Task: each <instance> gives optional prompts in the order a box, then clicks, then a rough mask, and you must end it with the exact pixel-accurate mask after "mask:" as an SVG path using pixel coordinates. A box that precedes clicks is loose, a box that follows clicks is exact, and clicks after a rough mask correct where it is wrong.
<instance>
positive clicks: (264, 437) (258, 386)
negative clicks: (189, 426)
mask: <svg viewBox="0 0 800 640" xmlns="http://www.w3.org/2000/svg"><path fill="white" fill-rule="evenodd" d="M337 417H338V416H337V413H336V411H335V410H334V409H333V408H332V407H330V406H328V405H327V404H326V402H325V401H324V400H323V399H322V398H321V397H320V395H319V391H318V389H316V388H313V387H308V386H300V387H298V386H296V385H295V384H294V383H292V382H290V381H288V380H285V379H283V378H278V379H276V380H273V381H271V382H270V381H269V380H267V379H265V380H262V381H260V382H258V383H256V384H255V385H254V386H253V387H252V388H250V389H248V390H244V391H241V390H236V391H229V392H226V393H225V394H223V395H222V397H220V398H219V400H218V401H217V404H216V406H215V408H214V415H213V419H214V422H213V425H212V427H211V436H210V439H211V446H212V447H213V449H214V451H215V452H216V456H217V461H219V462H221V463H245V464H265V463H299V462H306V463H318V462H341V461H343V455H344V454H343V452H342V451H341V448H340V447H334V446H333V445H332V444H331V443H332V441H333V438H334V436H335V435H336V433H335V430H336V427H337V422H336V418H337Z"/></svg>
□ □ □ □ □
Rewrite the listing above with every occurrence of "positive" changed to "foreground", keeping all other text identical.

### Response area
Task: each <instance> gives optional prompts in the order a box, then clicks, then a rough mask, and you must end it with the exact pixel-accurate mask after "mask:" as an SVG path using pixel coordinates. A box that precedes clicks is loose, a box that follows clicks is exact, and clicks after a rough mask correct where it is wrong.
<instance>
foreground clicks: (264, 437) (258, 386)
negative clicks: (189, 426)
mask: <svg viewBox="0 0 800 640" xmlns="http://www.w3.org/2000/svg"><path fill="white" fill-rule="evenodd" d="M337 417H338V416H337V413H336V411H335V410H334V409H333V408H332V407H330V406H328V405H327V404H326V402H325V401H324V400H323V399H322V398H321V397H320V395H319V391H318V389H316V388H313V387H308V386H300V387H298V386H296V385H295V384H294V383H292V382H290V381H288V380H285V379H283V378H278V379H276V380H273V381H271V382H270V381H269V380H267V379H265V380H262V381H260V382H258V383H256V384H255V385H254V386H253V387H252V388H250V389H248V390H244V391H241V390H236V391H229V392H226V393H225V394H223V395H222V397H220V398H219V400H218V401H217V404H216V406H215V408H214V415H213V419H214V422H213V425H212V427H211V436H210V439H211V446H212V447H213V449H214V451H215V452H216V456H217V461H219V462H221V463H245V464H265V463H299V462H306V463H318V462H341V461H343V455H344V454H343V452H342V451H341V448H340V447H334V446H333V445H332V444H331V443H332V441H333V438H334V436H335V435H336V433H335V430H336V427H337V422H336V418H337Z"/></svg>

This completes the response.